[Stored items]

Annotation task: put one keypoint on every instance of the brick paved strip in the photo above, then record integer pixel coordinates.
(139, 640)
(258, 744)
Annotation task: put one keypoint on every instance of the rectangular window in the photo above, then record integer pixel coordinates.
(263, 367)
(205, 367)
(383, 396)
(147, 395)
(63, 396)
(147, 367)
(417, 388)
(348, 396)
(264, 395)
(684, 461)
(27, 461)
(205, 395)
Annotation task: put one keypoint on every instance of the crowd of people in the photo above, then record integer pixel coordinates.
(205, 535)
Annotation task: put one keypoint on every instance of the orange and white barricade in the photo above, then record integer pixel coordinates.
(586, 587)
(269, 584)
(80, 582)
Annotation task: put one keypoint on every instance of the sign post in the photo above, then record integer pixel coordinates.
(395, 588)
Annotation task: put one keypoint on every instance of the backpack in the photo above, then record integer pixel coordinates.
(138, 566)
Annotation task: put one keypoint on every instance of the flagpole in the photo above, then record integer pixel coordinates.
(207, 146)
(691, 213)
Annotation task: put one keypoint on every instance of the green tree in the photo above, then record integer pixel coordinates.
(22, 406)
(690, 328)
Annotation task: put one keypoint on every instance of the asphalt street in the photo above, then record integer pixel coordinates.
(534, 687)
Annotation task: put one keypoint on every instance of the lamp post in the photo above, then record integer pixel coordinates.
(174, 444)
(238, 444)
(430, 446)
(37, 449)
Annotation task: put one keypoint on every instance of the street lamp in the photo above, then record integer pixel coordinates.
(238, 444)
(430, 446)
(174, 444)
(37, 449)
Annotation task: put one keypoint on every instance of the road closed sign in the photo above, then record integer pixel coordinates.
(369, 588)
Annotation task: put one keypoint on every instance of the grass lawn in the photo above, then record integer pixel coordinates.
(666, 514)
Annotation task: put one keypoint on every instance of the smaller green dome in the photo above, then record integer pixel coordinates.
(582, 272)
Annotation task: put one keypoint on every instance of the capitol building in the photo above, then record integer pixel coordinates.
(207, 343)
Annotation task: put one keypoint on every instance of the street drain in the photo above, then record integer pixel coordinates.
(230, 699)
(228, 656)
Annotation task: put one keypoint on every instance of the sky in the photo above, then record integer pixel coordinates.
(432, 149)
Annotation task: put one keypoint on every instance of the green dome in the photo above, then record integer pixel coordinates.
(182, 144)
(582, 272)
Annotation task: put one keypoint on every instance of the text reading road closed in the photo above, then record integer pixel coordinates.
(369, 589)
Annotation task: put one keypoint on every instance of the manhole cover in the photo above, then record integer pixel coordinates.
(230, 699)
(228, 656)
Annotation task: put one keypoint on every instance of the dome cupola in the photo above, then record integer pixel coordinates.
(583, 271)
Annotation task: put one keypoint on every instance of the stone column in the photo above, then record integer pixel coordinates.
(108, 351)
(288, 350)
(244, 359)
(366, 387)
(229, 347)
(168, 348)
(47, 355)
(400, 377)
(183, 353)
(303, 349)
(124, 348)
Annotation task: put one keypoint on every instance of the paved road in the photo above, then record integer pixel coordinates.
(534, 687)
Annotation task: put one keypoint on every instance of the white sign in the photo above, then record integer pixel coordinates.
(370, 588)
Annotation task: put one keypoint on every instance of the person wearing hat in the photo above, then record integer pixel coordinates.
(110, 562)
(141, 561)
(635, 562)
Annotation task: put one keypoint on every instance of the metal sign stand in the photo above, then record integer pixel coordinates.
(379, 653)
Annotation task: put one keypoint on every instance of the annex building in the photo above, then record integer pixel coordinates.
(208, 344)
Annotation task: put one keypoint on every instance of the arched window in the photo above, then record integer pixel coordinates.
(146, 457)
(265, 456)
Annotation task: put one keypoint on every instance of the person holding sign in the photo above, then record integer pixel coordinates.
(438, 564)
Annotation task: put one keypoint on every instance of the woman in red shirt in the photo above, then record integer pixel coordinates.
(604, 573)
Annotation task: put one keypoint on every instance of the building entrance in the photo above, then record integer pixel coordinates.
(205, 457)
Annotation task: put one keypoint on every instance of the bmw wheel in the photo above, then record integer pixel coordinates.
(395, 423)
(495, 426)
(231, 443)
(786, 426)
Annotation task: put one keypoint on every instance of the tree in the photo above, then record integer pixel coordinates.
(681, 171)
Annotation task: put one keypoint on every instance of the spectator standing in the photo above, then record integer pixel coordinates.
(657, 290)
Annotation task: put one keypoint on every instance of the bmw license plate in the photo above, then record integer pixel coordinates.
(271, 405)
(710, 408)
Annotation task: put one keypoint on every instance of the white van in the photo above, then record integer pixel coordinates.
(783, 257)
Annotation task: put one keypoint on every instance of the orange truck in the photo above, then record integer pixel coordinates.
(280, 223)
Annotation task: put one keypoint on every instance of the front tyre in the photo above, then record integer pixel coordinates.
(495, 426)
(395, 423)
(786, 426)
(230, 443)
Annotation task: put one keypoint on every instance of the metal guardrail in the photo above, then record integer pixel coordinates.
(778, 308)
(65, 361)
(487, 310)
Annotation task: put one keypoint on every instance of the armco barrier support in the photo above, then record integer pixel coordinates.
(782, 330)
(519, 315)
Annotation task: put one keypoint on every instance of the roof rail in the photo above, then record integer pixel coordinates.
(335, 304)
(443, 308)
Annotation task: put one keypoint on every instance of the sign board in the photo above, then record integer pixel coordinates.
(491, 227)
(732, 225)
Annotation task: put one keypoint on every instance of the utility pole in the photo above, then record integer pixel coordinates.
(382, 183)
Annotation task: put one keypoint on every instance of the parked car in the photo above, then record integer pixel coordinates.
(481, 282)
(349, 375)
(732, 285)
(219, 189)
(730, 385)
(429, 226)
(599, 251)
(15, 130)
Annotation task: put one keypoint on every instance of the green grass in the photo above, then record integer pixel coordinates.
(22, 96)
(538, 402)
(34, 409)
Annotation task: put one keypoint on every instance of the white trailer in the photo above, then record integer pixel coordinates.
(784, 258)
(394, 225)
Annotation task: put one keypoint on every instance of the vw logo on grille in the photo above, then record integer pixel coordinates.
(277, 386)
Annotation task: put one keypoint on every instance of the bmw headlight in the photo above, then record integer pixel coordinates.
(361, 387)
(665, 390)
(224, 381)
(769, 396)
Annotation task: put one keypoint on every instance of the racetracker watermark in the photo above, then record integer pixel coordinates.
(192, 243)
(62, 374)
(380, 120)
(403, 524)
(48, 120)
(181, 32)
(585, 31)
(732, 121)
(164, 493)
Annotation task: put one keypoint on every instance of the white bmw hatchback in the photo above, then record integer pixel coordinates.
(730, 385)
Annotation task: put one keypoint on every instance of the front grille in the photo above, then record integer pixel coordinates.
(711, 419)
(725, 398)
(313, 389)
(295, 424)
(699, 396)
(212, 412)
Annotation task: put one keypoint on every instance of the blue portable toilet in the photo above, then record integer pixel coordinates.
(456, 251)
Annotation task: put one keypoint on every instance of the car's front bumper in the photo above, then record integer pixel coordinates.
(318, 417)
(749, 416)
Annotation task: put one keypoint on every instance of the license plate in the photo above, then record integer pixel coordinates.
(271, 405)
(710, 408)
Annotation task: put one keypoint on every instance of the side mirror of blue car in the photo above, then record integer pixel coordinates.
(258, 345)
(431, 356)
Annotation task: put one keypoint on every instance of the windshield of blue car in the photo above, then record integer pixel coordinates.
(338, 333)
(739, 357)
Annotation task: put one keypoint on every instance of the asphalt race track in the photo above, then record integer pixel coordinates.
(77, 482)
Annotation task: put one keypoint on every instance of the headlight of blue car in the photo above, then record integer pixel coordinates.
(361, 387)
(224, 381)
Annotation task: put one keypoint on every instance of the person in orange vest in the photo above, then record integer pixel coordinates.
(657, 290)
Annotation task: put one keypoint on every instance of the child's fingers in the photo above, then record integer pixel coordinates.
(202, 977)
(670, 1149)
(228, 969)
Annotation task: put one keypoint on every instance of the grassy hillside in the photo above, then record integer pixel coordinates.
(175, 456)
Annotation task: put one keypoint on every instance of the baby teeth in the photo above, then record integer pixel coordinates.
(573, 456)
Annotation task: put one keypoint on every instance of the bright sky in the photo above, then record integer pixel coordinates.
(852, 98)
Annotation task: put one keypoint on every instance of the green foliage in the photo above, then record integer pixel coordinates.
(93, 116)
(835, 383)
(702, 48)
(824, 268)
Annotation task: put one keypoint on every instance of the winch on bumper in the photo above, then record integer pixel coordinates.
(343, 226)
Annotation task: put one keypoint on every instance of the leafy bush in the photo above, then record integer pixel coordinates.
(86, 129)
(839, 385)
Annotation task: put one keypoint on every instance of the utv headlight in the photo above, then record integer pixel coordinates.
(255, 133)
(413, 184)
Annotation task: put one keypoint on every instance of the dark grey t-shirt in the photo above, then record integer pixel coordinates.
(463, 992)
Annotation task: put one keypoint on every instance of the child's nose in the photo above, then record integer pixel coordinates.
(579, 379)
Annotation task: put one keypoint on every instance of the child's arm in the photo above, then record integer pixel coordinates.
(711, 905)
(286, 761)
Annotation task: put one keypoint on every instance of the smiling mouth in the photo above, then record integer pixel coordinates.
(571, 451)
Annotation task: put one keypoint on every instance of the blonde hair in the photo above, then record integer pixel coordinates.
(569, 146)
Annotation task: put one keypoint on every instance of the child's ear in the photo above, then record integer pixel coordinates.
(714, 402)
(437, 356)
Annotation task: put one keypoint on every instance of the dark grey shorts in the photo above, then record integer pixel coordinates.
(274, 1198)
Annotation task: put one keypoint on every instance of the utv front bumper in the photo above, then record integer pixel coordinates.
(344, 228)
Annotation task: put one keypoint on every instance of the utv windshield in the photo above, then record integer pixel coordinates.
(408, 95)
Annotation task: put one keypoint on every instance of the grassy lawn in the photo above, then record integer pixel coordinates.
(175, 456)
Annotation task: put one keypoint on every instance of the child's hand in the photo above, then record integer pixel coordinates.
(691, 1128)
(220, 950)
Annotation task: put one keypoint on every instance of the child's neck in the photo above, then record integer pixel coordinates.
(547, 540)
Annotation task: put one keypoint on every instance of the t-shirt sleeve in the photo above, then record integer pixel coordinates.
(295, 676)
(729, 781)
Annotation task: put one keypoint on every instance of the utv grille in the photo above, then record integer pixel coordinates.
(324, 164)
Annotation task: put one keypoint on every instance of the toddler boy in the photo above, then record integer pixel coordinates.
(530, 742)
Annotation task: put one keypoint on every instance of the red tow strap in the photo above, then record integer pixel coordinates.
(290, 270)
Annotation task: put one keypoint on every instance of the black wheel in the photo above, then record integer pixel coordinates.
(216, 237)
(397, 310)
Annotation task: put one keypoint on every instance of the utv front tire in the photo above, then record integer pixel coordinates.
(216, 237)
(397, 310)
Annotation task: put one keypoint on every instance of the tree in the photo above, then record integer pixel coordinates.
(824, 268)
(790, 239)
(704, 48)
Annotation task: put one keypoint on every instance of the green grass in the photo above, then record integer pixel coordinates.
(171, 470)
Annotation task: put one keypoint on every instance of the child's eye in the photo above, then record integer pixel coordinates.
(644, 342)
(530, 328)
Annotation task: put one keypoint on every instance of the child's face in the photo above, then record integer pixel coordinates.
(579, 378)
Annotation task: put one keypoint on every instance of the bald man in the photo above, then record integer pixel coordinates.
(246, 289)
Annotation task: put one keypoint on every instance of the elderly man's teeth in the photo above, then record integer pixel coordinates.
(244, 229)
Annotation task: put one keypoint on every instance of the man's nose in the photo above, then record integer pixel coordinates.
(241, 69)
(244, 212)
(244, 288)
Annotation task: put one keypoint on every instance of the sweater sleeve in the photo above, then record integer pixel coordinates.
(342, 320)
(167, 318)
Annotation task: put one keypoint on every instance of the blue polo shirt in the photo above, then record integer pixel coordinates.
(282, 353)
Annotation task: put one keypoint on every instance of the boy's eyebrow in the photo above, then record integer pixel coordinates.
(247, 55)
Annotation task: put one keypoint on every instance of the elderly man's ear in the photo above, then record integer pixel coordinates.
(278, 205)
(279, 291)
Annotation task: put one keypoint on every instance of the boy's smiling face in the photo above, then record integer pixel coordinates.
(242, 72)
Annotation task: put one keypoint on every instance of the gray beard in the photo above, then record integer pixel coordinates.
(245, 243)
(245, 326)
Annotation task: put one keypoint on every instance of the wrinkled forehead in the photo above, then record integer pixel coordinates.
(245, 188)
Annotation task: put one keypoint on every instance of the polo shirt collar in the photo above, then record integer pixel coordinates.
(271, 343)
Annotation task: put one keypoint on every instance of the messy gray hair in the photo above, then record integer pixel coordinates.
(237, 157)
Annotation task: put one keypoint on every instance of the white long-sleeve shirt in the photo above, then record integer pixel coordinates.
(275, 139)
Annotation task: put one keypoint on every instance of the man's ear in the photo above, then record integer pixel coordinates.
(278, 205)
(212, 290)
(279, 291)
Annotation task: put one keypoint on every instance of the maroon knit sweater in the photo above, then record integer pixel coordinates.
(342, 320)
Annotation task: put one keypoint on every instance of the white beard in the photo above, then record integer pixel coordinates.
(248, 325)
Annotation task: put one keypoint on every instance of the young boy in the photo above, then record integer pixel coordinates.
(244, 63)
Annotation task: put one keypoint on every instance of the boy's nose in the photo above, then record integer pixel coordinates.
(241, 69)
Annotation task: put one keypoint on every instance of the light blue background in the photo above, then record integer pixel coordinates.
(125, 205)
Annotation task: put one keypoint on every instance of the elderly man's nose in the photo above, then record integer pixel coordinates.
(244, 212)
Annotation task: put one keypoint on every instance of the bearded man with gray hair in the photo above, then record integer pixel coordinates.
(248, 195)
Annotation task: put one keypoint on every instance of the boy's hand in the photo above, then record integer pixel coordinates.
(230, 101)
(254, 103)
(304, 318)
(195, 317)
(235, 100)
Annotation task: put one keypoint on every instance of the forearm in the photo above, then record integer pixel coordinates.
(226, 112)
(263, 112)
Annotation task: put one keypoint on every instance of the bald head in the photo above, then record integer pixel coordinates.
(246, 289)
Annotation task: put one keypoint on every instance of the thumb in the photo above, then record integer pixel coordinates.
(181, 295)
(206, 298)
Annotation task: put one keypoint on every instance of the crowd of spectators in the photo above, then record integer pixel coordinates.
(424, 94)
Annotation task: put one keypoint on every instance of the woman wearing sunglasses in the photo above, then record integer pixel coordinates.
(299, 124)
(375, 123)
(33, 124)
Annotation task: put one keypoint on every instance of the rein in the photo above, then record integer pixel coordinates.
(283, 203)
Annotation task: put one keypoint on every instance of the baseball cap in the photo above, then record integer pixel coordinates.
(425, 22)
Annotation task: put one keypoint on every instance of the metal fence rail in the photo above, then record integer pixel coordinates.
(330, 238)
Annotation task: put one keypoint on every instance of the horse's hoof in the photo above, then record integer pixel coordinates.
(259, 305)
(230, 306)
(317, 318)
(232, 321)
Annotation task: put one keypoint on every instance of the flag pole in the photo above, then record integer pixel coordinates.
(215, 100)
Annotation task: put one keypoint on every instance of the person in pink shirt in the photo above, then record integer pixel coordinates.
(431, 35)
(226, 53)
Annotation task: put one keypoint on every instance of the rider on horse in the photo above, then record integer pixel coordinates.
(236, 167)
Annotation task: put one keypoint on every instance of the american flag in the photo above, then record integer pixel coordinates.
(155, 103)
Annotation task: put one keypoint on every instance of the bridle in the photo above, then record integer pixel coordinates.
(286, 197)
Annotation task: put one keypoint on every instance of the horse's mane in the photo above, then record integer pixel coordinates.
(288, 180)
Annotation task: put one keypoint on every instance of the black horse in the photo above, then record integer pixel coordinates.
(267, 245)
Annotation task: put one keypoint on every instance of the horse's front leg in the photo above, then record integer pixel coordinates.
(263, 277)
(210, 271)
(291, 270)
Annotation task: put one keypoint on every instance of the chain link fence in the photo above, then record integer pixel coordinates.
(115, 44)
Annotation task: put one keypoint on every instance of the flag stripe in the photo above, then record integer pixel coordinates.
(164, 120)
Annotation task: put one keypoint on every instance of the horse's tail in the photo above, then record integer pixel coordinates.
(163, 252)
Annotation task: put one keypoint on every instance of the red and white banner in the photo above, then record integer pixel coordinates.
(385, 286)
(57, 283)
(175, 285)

## [JOB]
Transcribe only the trailing portion of the entries above: the line that contains "of the baseball" and each line after it.

## [SOLUTION TO THE EXERCISE]
Annotation task: put one keypoint on every instance of the baseball cap in the photo above, then record integer pixel coordinates.
(425, 22)
Annotation task: put one keypoint on every instance of the metal fence rail in the photo above, then record integer pixel coordinates.
(330, 238)
Annotation task: put one keypoint on every instance of the horse's hoof in the photo above, then record integer pixel coordinates.
(259, 305)
(230, 306)
(317, 318)
(232, 321)
Annotation task: put one keypoint on every instance of the flag pole in the photo above, then record integer pixel coordinates.
(215, 100)
Annotation task: put one keypoint on every instance of the person in pink shirt in the photo above, then record integer pixel coordinates.
(431, 35)
(226, 53)
Annotation task: put one keypoint on every instance of the rider on horse in the photo above, then record integer pixel coordinates.
(236, 167)
Annotation task: put one keypoint on every instance of the american flag in the photo above, then record integer pixel coordinates.
(155, 103)
Annotation task: put one keypoint on every instance of the bridle in the photo above, then record integer pixel coordinates.
(286, 197)
Annotation task: put one keypoint on every instance of the horse's mane in the photo above, then record integer pixel coordinates.
(288, 180)
Annotation task: put one keypoint on every instance of the black horse in the photo above, then record integer pixel coordinates.
(267, 245)
Annotation task: put one keypoint on every instance of the horse's front leg in the photo above, then record integer pixel coordinates.
(263, 277)
(210, 271)
(291, 270)
Annotation task: put one keypoint on every instance of the chain link fence in the photo above, then record integer pixel coordinates.
(115, 44)
Annotation task: put one keypoint on every instance of the flag stripe in the photo above, then record integer pixel coordinates.
(164, 120)
Annotation task: put one keypoint on every instance of the horse's tail in the photo above, then record integer pixel coordinates.
(163, 252)
Annotation task: put one keypoint on every instance of the red and white banner in the photo above, then record integer pixel coordinates.
(385, 286)
(57, 283)
(175, 285)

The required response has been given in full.